= Exercise aim =
Report each line of the entries below that has the word "mane" in it.
+===+
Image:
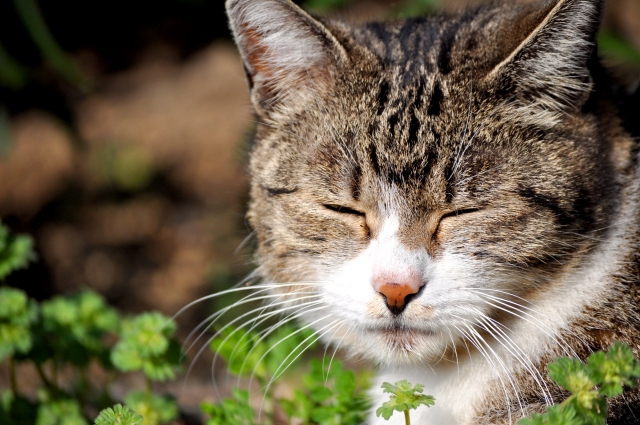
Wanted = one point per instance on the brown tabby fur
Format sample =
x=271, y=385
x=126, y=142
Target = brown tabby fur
x=458, y=113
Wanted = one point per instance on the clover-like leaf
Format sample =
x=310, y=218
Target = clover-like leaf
x=235, y=410
x=153, y=408
x=17, y=314
x=16, y=252
x=60, y=412
x=404, y=397
x=118, y=415
x=614, y=369
x=570, y=374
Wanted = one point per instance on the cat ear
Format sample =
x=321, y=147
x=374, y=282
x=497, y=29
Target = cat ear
x=286, y=53
x=548, y=70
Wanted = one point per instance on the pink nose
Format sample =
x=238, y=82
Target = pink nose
x=397, y=289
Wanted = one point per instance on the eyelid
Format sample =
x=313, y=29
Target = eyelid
x=343, y=210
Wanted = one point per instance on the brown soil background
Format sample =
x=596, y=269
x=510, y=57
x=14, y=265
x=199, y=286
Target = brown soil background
x=177, y=127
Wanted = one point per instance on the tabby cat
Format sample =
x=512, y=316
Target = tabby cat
x=454, y=197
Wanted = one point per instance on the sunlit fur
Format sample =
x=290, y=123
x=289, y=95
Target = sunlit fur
x=482, y=152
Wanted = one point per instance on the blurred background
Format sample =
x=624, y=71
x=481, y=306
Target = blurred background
x=124, y=127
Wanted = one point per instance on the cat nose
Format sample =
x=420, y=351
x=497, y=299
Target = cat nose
x=398, y=292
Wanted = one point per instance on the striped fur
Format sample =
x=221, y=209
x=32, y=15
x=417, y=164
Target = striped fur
x=484, y=151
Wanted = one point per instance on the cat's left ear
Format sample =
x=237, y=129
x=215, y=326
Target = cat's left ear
x=548, y=71
x=287, y=54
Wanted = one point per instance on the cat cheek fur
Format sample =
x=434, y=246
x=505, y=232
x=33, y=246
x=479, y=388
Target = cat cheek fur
x=502, y=113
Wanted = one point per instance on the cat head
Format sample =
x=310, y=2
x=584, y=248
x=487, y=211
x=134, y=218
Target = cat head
x=410, y=179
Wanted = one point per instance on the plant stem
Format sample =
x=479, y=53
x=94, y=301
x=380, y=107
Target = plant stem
x=148, y=391
x=43, y=377
x=54, y=372
x=12, y=375
x=407, y=420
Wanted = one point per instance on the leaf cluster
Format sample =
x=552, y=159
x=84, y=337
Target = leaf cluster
x=73, y=329
x=16, y=252
x=248, y=353
x=332, y=396
x=17, y=315
x=147, y=344
x=74, y=332
x=118, y=415
x=404, y=397
x=605, y=374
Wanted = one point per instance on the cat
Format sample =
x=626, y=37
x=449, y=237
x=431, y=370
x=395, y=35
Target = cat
x=454, y=197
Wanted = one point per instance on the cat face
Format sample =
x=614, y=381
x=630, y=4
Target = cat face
x=415, y=184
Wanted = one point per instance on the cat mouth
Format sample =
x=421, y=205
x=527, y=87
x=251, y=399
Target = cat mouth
x=401, y=337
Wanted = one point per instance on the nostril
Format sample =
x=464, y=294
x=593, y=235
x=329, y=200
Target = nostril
x=398, y=295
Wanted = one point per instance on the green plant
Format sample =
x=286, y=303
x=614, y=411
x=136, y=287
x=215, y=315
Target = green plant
x=604, y=375
x=74, y=332
x=118, y=415
x=331, y=394
x=404, y=397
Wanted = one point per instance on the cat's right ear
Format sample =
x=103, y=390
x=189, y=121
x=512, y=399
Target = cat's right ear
x=288, y=55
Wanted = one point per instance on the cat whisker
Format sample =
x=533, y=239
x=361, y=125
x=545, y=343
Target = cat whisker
x=508, y=306
x=278, y=371
x=508, y=344
x=476, y=343
x=209, y=321
x=243, y=288
x=290, y=317
x=253, y=320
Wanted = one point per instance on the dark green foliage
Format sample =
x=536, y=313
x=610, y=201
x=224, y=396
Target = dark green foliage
x=119, y=415
x=60, y=412
x=75, y=331
x=16, y=252
x=74, y=328
x=17, y=315
x=16, y=410
x=147, y=345
x=331, y=394
x=155, y=409
x=404, y=397
x=247, y=353
x=605, y=375
x=231, y=411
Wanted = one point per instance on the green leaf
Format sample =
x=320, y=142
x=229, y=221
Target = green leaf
x=16, y=252
x=118, y=415
x=147, y=344
x=404, y=396
x=17, y=314
x=153, y=408
x=614, y=369
x=60, y=412
x=233, y=411
x=16, y=410
x=570, y=374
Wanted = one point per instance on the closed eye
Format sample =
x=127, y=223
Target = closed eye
x=343, y=210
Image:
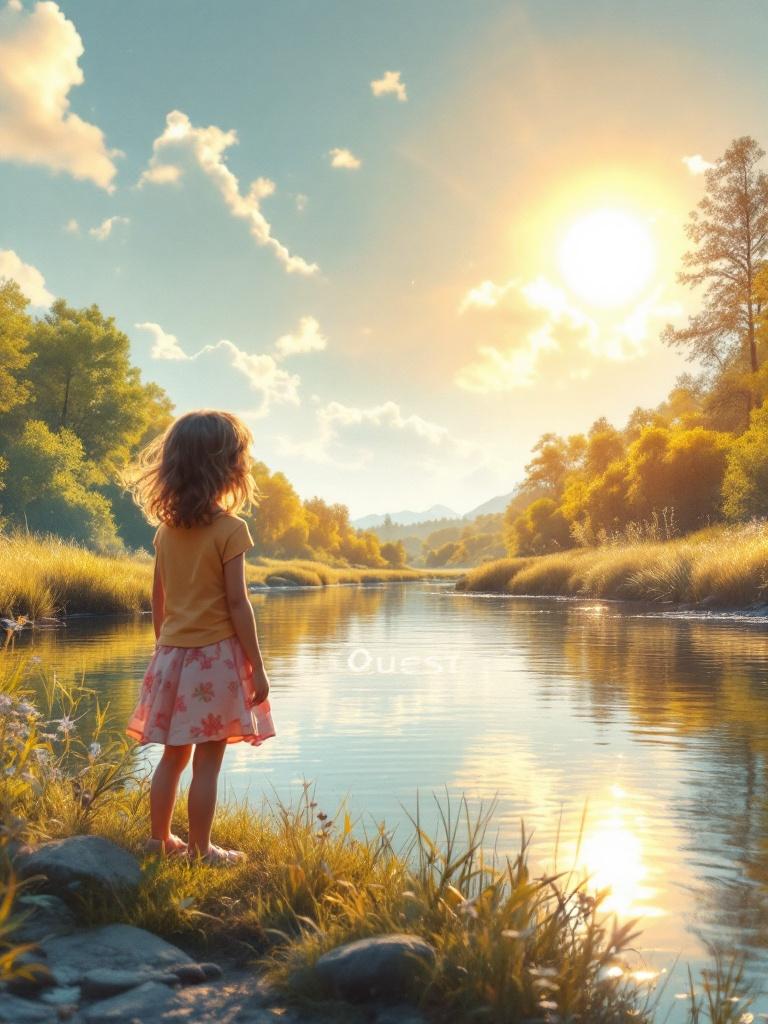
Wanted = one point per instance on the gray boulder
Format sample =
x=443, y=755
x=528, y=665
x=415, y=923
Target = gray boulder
x=102, y=982
x=46, y=915
x=15, y=1011
x=278, y=581
x=68, y=863
x=385, y=967
x=71, y=957
x=145, y=1004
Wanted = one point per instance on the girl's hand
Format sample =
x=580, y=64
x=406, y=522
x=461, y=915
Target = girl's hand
x=260, y=688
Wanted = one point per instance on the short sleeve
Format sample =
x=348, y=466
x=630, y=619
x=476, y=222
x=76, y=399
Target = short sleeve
x=238, y=542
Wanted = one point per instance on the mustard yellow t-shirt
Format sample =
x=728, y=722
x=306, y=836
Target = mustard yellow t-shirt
x=190, y=562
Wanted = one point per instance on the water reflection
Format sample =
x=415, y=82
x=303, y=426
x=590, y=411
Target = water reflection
x=659, y=726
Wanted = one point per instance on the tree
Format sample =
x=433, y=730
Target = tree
x=681, y=470
x=541, y=528
x=729, y=232
x=393, y=552
x=15, y=326
x=745, y=483
x=554, y=458
x=46, y=488
x=278, y=515
x=82, y=380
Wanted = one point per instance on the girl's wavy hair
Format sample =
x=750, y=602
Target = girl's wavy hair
x=203, y=459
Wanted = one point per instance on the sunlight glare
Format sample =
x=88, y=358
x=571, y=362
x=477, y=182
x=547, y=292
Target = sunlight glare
x=607, y=257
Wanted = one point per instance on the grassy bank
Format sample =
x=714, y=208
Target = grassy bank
x=720, y=566
x=45, y=576
x=510, y=946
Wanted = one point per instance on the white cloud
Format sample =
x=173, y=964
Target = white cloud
x=261, y=370
x=347, y=436
x=103, y=230
x=162, y=174
x=166, y=346
x=696, y=164
x=539, y=318
x=27, y=276
x=389, y=83
x=306, y=339
x=208, y=147
x=345, y=159
x=39, y=54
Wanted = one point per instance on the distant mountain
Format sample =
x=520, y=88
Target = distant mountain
x=406, y=517
x=498, y=504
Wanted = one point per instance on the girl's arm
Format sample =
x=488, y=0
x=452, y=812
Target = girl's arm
x=244, y=622
x=158, y=601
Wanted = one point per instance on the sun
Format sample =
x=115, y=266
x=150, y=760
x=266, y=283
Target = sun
x=607, y=257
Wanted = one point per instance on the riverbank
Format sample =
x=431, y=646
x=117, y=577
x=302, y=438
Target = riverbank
x=716, y=567
x=46, y=577
x=494, y=942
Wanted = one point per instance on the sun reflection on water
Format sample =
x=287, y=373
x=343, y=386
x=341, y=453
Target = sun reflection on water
x=613, y=854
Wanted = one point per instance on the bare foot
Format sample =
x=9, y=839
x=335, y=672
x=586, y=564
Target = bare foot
x=218, y=855
x=172, y=847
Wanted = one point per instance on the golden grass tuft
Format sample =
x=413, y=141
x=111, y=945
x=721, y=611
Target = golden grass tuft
x=725, y=566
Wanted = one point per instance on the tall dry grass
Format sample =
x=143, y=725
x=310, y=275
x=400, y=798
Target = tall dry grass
x=725, y=566
x=44, y=576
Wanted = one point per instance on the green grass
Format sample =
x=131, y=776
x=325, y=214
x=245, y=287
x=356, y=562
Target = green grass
x=44, y=576
x=724, y=566
x=511, y=946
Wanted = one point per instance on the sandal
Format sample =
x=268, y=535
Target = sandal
x=218, y=856
x=171, y=847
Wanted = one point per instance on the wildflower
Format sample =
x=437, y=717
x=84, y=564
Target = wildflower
x=66, y=725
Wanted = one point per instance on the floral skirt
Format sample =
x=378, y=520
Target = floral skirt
x=196, y=694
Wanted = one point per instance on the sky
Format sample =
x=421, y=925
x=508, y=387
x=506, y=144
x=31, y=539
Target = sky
x=402, y=240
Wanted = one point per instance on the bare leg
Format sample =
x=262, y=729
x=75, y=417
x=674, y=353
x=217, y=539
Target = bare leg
x=202, y=797
x=163, y=794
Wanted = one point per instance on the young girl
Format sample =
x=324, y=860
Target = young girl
x=206, y=685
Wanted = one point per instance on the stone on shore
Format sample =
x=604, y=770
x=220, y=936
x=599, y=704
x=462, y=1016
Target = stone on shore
x=145, y=1004
x=278, y=581
x=16, y=1011
x=48, y=915
x=82, y=860
x=385, y=967
x=123, y=947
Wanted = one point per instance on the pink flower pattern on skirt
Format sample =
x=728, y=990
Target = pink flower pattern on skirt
x=193, y=694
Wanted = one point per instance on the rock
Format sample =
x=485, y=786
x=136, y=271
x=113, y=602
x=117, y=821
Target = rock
x=145, y=1005
x=382, y=967
x=47, y=915
x=61, y=995
x=399, y=1014
x=15, y=1011
x=82, y=860
x=189, y=974
x=123, y=947
x=281, y=582
x=102, y=982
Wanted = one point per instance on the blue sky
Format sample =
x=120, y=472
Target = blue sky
x=441, y=332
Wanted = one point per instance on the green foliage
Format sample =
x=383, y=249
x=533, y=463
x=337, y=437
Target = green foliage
x=82, y=380
x=46, y=487
x=14, y=354
x=745, y=483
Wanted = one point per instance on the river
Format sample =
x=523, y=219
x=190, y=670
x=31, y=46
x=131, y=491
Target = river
x=655, y=726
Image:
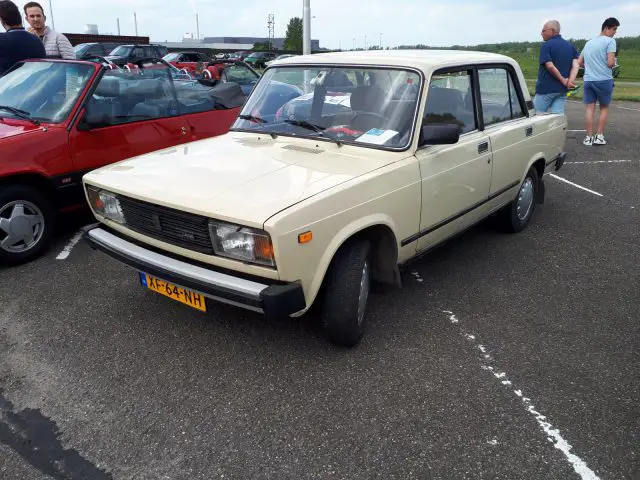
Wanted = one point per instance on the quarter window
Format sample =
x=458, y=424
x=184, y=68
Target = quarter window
x=450, y=100
x=500, y=101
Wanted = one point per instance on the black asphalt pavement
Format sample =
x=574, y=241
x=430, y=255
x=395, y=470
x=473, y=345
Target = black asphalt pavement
x=503, y=357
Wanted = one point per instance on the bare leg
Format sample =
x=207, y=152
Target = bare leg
x=604, y=114
x=589, y=113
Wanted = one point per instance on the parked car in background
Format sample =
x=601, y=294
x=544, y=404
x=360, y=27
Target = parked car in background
x=179, y=58
x=313, y=205
x=280, y=57
x=131, y=53
x=89, y=50
x=60, y=119
x=241, y=55
x=260, y=59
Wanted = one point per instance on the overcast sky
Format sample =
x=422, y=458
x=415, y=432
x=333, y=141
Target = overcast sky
x=433, y=22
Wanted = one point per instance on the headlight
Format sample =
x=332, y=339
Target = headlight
x=105, y=204
x=241, y=243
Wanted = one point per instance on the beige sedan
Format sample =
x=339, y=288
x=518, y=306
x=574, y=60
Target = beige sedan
x=341, y=168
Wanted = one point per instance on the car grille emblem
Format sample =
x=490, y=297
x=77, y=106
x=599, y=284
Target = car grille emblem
x=155, y=218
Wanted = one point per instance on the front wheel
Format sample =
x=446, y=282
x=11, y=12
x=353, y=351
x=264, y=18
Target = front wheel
x=26, y=224
x=516, y=216
x=347, y=293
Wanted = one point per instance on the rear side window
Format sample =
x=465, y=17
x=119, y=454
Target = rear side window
x=500, y=101
x=450, y=100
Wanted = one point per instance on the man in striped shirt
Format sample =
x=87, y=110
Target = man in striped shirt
x=55, y=44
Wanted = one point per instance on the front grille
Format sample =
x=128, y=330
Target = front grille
x=182, y=229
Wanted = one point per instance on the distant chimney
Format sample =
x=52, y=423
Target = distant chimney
x=91, y=29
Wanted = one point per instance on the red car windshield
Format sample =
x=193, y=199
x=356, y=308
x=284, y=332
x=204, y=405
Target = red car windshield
x=47, y=91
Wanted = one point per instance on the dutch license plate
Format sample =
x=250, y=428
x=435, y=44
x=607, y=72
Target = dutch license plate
x=180, y=294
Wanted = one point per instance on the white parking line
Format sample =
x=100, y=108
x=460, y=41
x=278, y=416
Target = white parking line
x=553, y=434
x=599, y=161
x=575, y=185
x=66, y=251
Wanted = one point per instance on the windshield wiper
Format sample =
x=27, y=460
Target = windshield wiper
x=252, y=118
x=19, y=113
x=312, y=126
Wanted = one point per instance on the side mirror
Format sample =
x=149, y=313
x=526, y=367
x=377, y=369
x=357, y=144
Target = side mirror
x=439, y=134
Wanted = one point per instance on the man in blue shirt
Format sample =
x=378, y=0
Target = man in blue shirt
x=598, y=58
x=17, y=44
x=557, y=70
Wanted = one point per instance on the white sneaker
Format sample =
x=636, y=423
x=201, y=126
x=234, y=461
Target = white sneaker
x=599, y=140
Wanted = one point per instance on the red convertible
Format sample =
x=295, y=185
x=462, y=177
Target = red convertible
x=60, y=119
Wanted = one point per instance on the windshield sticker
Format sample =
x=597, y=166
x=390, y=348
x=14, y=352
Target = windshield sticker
x=375, y=136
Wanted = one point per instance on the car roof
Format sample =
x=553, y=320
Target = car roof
x=426, y=60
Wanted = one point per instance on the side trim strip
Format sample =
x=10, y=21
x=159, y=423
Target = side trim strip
x=454, y=217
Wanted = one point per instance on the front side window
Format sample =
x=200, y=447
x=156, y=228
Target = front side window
x=47, y=91
x=499, y=97
x=450, y=100
x=362, y=106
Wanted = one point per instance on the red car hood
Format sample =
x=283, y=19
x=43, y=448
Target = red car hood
x=12, y=129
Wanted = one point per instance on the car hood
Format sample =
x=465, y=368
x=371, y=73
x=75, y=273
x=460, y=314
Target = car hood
x=239, y=177
x=11, y=130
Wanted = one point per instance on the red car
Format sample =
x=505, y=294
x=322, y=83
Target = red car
x=230, y=70
x=60, y=119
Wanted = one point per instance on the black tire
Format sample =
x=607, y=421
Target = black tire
x=31, y=198
x=512, y=218
x=349, y=277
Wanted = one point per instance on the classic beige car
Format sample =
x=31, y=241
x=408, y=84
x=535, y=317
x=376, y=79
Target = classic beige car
x=341, y=168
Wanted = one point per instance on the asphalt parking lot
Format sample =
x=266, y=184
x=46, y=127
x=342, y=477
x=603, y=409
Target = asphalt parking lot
x=504, y=356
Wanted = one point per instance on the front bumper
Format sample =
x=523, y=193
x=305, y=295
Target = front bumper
x=273, y=300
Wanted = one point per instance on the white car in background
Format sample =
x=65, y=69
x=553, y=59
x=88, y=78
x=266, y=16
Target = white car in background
x=280, y=57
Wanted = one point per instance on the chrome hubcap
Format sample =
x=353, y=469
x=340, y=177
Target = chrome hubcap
x=364, y=292
x=525, y=199
x=21, y=226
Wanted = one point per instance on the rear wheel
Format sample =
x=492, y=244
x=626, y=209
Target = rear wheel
x=347, y=293
x=516, y=216
x=27, y=221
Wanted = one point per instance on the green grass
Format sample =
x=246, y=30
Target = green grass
x=629, y=61
x=620, y=92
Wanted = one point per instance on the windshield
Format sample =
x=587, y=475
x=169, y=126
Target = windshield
x=81, y=49
x=121, y=51
x=363, y=106
x=46, y=90
x=172, y=57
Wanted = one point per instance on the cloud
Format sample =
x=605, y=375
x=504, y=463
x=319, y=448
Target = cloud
x=337, y=23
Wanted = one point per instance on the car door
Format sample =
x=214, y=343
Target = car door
x=205, y=117
x=127, y=115
x=507, y=125
x=455, y=178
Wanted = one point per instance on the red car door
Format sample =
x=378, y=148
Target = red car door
x=206, y=114
x=128, y=115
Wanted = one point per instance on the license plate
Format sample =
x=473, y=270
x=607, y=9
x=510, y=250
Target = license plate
x=180, y=294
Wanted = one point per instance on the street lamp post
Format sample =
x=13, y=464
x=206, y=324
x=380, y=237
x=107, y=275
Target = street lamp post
x=53, y=23
x=306, y=27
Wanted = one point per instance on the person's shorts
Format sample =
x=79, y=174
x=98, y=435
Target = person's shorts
x=550, y=102
x=601, y=91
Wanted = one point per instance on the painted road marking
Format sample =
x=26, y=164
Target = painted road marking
x=553, y=434
x=66, y=251
x=575, y=185
x=598, y=161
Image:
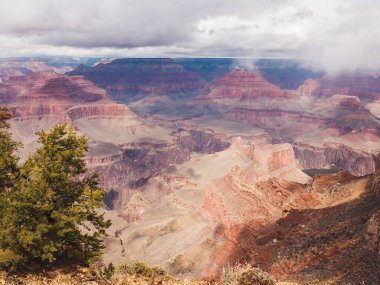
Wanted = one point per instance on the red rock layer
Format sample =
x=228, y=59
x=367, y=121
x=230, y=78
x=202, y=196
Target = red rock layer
x=365, y=86
x=142, y=76
x=243, y=85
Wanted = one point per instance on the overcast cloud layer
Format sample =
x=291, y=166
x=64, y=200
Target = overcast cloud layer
x=335, y=34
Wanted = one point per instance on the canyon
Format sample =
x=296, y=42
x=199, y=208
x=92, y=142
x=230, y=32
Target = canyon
x=206, y=162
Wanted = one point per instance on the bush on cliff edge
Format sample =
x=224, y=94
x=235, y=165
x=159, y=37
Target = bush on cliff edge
x=48, y=209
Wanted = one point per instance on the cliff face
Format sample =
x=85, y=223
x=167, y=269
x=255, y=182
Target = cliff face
x=126, y=77
x=258, y=194
x=365, y=86
x=356, y=162
x=243, y=85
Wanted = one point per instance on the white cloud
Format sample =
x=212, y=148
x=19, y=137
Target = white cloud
x=335, y=34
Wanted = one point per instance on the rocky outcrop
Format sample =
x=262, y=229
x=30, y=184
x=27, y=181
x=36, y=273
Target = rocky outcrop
x=259, y=193
x=269, y=119
x=100, y=110
x=201, y=141
x=365, y=86
x=356, y=162
x=243, y=85
x=127, y=77
x=376, y=176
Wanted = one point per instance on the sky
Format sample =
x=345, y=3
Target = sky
x=334, y=35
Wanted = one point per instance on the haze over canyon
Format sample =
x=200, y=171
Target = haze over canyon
x=222, y=132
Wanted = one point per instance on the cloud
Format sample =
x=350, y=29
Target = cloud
x=335, y=35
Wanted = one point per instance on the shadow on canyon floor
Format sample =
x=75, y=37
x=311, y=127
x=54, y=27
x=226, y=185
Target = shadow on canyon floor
x=338, y=244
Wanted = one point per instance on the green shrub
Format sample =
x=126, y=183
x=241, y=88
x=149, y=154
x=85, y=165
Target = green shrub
x=49, y=210
x=142, y=269
x=245, y=275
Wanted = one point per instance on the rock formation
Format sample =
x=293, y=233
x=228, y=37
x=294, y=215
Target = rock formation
x=243, y=85
x=128, y=77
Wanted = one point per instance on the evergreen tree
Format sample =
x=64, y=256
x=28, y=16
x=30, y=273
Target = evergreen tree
x=53, y=213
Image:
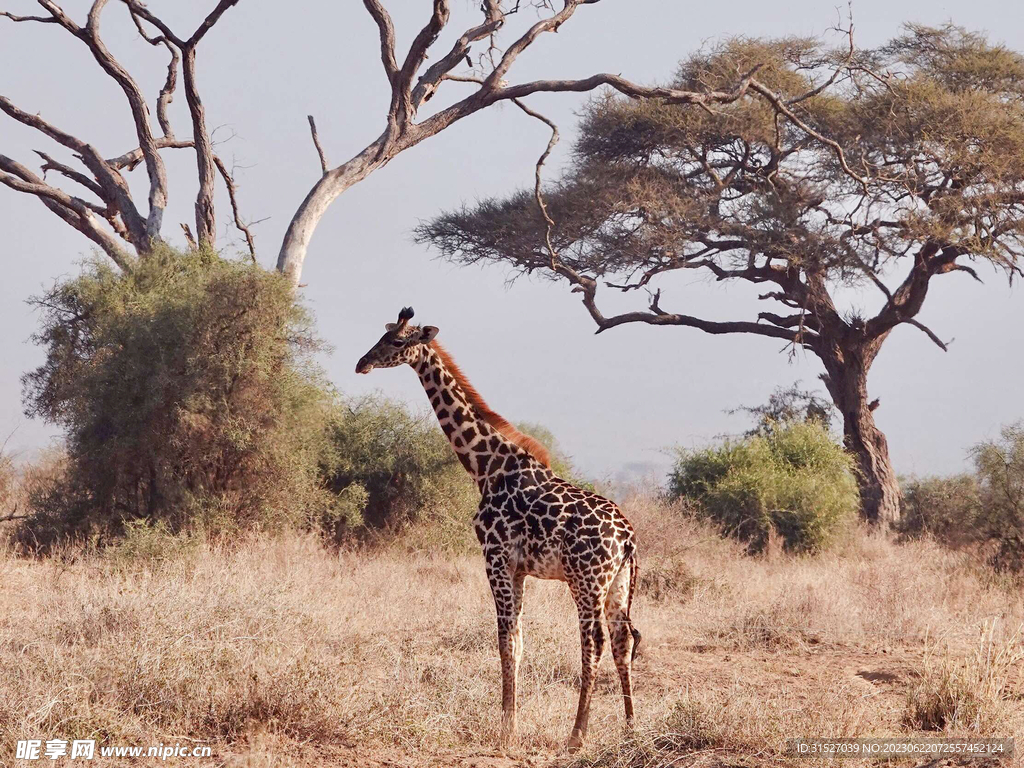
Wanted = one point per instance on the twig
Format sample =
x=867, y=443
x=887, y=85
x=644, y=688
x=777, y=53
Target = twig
x=316, y=143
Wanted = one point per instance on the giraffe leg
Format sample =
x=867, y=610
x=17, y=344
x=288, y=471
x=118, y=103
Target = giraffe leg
x=591, y=647
x=507, y=590
x=616, y=610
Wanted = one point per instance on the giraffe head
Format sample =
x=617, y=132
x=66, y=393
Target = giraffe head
x=399, y=344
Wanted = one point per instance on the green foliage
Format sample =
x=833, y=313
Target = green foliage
x=947, y=509
x=787, y=404
x=984, y=508
x=999, y=465
x=187, y=395
x=389, y=467
x=796, y=481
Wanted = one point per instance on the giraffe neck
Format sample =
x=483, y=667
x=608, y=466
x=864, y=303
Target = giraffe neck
x=482, y=450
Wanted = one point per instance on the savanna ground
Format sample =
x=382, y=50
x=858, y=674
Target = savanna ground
x=279, y=651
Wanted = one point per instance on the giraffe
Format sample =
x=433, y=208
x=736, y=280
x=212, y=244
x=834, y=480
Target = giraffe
x=528, y=522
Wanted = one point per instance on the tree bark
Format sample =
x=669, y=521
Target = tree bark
x=847, y=382
x=325, y=192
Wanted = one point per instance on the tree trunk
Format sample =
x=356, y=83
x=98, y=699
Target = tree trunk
x=847, y=382
x=325, y=192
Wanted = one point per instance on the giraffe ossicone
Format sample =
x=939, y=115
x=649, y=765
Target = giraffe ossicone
x=529, y=522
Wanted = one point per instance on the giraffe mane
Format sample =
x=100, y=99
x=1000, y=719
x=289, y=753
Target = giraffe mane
+===+
= Exercise response =
Wanted = one point per instance on the giraffe mane
Target = giraffe mane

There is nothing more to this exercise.